*SHORT EXERCISE*: Below, write out again word for word the lines of the items starting at the one that contains "rocky coastline, where" and ending at the one that contains "Look at the photo above. For every instance of the red", both included.

*RAW RECORDS*:
..............................

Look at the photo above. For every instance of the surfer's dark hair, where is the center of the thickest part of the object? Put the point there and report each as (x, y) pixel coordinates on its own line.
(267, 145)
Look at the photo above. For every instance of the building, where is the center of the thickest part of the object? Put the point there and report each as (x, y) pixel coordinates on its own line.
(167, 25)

..............................

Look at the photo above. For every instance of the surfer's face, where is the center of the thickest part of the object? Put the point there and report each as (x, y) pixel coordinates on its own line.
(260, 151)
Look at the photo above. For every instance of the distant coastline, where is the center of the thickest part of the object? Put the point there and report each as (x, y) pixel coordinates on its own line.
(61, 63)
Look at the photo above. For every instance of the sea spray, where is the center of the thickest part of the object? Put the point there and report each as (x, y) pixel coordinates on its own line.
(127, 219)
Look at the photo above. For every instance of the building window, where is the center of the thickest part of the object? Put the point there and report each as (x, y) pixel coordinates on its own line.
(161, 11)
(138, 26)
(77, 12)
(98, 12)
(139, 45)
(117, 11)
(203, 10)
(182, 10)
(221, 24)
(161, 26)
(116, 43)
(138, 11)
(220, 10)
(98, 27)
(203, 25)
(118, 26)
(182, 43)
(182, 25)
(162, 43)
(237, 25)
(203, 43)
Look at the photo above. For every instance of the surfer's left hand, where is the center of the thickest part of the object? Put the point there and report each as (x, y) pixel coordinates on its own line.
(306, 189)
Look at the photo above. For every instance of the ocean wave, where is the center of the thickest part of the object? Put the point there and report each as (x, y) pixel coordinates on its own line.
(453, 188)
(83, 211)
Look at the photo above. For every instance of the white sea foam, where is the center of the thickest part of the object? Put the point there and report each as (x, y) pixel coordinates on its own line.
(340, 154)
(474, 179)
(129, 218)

..............................

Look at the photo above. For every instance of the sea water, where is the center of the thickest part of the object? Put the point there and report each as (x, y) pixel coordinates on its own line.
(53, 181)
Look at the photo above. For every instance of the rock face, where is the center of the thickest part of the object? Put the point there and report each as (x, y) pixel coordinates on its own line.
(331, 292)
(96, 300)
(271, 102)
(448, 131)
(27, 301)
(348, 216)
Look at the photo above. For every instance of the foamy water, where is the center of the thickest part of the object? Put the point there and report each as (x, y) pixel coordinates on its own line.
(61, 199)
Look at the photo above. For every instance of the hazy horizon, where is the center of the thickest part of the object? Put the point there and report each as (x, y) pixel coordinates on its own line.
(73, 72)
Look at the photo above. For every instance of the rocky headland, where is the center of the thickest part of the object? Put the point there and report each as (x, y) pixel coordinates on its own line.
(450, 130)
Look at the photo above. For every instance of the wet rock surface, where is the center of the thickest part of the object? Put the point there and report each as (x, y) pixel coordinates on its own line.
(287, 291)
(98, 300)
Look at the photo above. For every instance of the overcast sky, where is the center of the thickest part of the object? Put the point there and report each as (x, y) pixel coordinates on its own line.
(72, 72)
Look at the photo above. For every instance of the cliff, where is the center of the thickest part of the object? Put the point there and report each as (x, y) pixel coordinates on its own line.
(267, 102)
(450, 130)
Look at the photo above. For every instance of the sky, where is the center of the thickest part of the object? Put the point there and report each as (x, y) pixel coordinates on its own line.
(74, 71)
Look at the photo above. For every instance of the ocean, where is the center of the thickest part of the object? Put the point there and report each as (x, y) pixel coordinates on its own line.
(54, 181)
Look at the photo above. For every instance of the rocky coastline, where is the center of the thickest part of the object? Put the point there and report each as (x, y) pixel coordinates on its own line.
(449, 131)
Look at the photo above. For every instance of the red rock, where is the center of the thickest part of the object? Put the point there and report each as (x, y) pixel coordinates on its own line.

..............................

*FINAL ANSWER*:
Look at the photo above. For every instance of the rocky coastline, where is the center of the thickest part of the object? Put the point there and report each as (x, y) pixel coordinates on its own line.
(449, 131)
Look at the photo above. For every instance of the red rock, where is the center of the thickest part of the object? Put the point there and report each as (x, y) pixel coordinates on its own line.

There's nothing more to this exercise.